### TESTO FORNITO
Gli anni in Costarica hanno lasciato suggestioni nel tuo immaginario musicale?
Sì, mi è rimasto molto dentro, proprio a livello di immagini. Mio padre vive ancora in Colombia quindi ci torno tutti gli anni, è un luogo dal quale puoi ricevere input pazzeschi, anche dal punto di vista musicale; ci sono letteralmente musicisti ovunque.



Gli anni in Inghilterra invece che ruolo hanno avuto nella tua formazione?
Nel Regno Unito mi sono messa a studiare pesantemente la chitarra, anche se non mi esibivo ancora con pezzi miei. Stavo con un musicista ed ero circondata da persone che organizzavano concerti e festival, quindi lo stare sempre con gente che ne sa un sacco di musica è una cosa che mi ha ispirato molto, sentivo di avere tanto da imparare. Per me quel periodo è stato davvero super.



Ci sono pochi tuoi pezzi online, ma la direzione della tua musica è abbastanza chiara. Quali sono i tuoi punti di riferimento?

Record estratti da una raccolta
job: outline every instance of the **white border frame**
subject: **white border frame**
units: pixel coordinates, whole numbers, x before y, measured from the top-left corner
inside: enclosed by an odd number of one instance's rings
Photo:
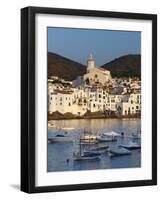
[[[47,27],[141,31],[141,168],[47,173]],[[35,185],[56,186],[152,179],[152,21],[36,14]],[[151,131],[150,131],[151,130]]]

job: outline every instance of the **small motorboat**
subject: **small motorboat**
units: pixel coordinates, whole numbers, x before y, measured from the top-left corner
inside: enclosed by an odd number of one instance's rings
[[[116,147],[116,148],[109,150],[110,157],[124,156],[124,155],[130,155],[130,154],[131,154],[131,151],[129,151],[129,150],[123,148],[123,147]]]
[[[136,142],[132,142],[130,141],[128,144],[126,145],[120,145],[121,147],[124,147],[126,149],[129,149],[129,150],[135,150],[135,149],[141,149],[141,145],[137,144]]]
[[[109,146],[100,146],[96,148],[92,148],[91,151],[103,151],[103,150],[108,150]]]
[[[55,137],[48,138],[49,143],[54,143],[54,142],[73,142],[71,137],[64,136],[62,134],[57,134]]]
[[[117,139],[115,137],[108,137],[105,135],[99,135],[97,136],[98,142],[116,142]]]
[[[48,122],[48,128],[53,128],[55,127],[55,124],[51,121]]]
[[[80,140],[87,140],[87,141],[96,141],[97,136],[96,135],[92,135],[92,134],[88,134],[88,135],[82,135],[80,137]]]
[[[99,156],[78,155],[75,156],[74,161],[94,161],[99,159]]]
[[[132,138],[132,139],[140,139],[140,138],[141,138],[141,134],[132,133],[132,134],[131,134],[131,138]]]
[[[62,130],[64,130],[64,131],[72,131],[72,130],[74,130],[75,128],[73,128],[73,127],[63,127],[63,128],[61,128]]]
[[[85,151],[84,155],[85,156],[91,156],[91,157],[93,156],[93,157],[95,157],[95,156],[100,156],[101,154],[98,153],[98,152],[95,152],[95,151]]]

### ESERCIZIO A
Rispondi a queste domande sull'intervista:
(i) Quale strumento ha studiato a fondo nel Regno Unito la persona intervistata?
(ii) In quale Paese vive ancora suo padre?
(iii) Secondo chi pone le domande, quanti pezzi della persona intervistata si trovano online?
### ESERCIZIO B
Copia senza modifiche dall'intervista il passo da "Nel Regno Unito" a "stato davvero super.".
Di questi dati non occorre tenere conto.

### RISULTATO FINALE A
(i) La chitarra.
(ii) In Colombia.
(iii) Pochi.

### RISULTATO FINALE B
Nel Regno Unito mi sono messa a studiare pesantemente la chitarra, anche se non mi esibivo ancora con pezzi miei. Stavo con un musicista ed ero circondata da persone che organizzavano concerti e festival, quindi lo stare sempre con gente che ne sa un sacco di musica è una cosa che mi ha ispirato molto, sentivo di avere tanto da imparare. Per me quel periodo è stato davvero super.